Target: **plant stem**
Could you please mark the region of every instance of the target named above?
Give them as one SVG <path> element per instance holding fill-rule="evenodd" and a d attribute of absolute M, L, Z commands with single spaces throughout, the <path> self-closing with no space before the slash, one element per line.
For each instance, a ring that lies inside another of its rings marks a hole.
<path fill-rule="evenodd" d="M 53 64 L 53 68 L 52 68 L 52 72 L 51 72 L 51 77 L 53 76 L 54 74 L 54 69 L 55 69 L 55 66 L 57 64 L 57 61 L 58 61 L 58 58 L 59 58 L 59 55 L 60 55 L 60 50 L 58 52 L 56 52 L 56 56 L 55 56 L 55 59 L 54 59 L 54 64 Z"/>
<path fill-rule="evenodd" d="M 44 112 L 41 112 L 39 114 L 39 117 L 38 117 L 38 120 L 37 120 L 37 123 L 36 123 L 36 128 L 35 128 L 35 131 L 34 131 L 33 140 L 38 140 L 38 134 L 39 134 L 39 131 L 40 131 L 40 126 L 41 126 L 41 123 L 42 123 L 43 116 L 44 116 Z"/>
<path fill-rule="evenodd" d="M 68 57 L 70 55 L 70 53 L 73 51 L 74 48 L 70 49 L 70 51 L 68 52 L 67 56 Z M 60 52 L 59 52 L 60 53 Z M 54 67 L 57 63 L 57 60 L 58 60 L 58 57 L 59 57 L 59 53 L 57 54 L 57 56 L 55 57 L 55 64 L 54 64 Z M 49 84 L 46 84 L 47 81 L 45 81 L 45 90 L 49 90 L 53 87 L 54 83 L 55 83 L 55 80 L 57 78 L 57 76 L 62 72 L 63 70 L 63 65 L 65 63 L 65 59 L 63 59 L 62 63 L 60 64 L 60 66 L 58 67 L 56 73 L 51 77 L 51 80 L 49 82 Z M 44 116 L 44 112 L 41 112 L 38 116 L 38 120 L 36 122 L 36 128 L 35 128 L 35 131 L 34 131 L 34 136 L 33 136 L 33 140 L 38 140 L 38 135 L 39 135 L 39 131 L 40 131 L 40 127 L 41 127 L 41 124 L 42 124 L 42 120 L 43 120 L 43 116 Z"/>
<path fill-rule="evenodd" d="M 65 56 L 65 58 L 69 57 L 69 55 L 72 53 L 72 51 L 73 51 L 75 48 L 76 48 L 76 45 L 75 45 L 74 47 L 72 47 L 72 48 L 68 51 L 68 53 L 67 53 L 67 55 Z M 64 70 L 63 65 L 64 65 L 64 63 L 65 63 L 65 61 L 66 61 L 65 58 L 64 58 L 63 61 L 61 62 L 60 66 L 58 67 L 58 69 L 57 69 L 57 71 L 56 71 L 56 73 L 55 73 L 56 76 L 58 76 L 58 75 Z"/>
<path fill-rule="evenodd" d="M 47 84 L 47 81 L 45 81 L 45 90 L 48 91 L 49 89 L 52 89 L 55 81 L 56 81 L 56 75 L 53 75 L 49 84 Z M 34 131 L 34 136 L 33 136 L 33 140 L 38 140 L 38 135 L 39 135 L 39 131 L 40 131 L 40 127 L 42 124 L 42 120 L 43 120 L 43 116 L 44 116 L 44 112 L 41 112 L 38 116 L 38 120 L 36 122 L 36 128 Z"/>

____

Work required —
Reproduce the data exactly, character for character.

Final answer —
Target: **plant stem**
Could you please mark the region of every instance of the target named above?
Give them as one SVG <path> element per instance holding fill-rule="evenodd" and a d attribute of absolute M, L, Z commands with single spaces throughout, the <path> self-closing with no space before the slash, one element per line.
For each instance, a ring that lies inside another of its rings marks a hole.
<path fill-rule="evenodd" d="M 53 64 L 53 68 L 52 68 L 52 72 L 51 72 L 51 77 L 53 76 L 54 74 L 54 69 L 55 69 L 55 66 L 57 64 L 57 61 L 58 61 L 58 58 L 59 58 L 59 55 L 60 55 L 60 50 L 58 52 L 56 52 L 56 56 L 55 56 L 55 59 L 54 59 L 54 64 Z"/>
<path fill-rule="evenodd" d="M 44 112 L 41 112 L 39 114 L 39 117 L 38 117 L 38 120 L 37 120 L 37 123 L 36 123 L 36 128 L 35 128 L 35 131 L 34 131 L 33 140 L 38 140 L 38 134 L 39 134 L 39 131 L 40 131 L 40 126 L 41 126 L 41 123 L 42 123 L 43 116 L 44 116 Z"/>
<path fill-rule="evenodd" d="M 68 57 L 70 55 L 70 53 L 73 51 L 74 48 L 70 49 L 70 51 L 68 52 L 67 56 Z M 60 52 L 59 52 L 60 53 Z M 54 67 L 57 63 L 57 60 L 58 60 L 58 57 L 59 57 L 59 53 L 57 54 L 57 56 L 55 57 L 55 64 L 54 64 Z M 49 84 L 46 84 L 47 81 L 45 81 L 45 90 L 49 90 L 53 87 L 54 83 L 55 83 L 55 80 L 57 78 L 57 76 L 62 72 L 63 70 L 63 65 L 65 63 L 65 59 L 63 59 L 62 63 L 60 64 L 60 66 L 58 67 L 56 73 L 51 77 L 51 80 L 49 82 Z M 44 116 L 44 112 L 41 112 L 38 116 L 38 120 L 36 122 L 36 128 L 35 128 L 35 131 L 34 131 L 34 136 L 33 136 L 33 140 L 38 140 L 38 135 L 39 135 L 39 131 L 40 131 L 40 127 L 41 127 L 41 124 L 42 124 L 42 120 L 43 120 L 43 116 Z"/>
<path fill-rule="evenodd" d="M 65 56 L 65 58 L 69 57 L 69 55 L 72 53 L 72 51 L 73 51 L 75 48 L 76 48 L 76 45 L 75 45 L 74 47 L 72 47 L 72 48 L 68 51 L 68 53 L 67 53 L 67 55 Z M 64 70 L 63 65 L 64 65 L 64 63 L 65 63 L 65 61 L 66 61 L 65 58 L 64 58 L 63 61 L 61 62 L 60 66 L 58 67 L 58 69 L 57 69 L 57 71 L 56 71 L 56 73 L 55 73 L 56 76 L 58 76 L 58 75 Z"/>
<path fill-rule="evenodd" d="M 47 84 L 47 81 L 45 81 L 45 90 L 48 91 L 49 89 L 52 89 L 55 81 L 56 81 L 56 75 L 53 75 L 49 84 Z M 34 131 L 34 136 L 33 136 L 33 140 L 38 140 L 38 135 L 39 135 L 39 131 L 40 131 L 40 127 L 42 124 L 42 120 L 43 120 L 43 116 L 44 116 L 44 112 L 41 112 L 38 116 L 38 120 L 36 122 L 36 128 Z"/>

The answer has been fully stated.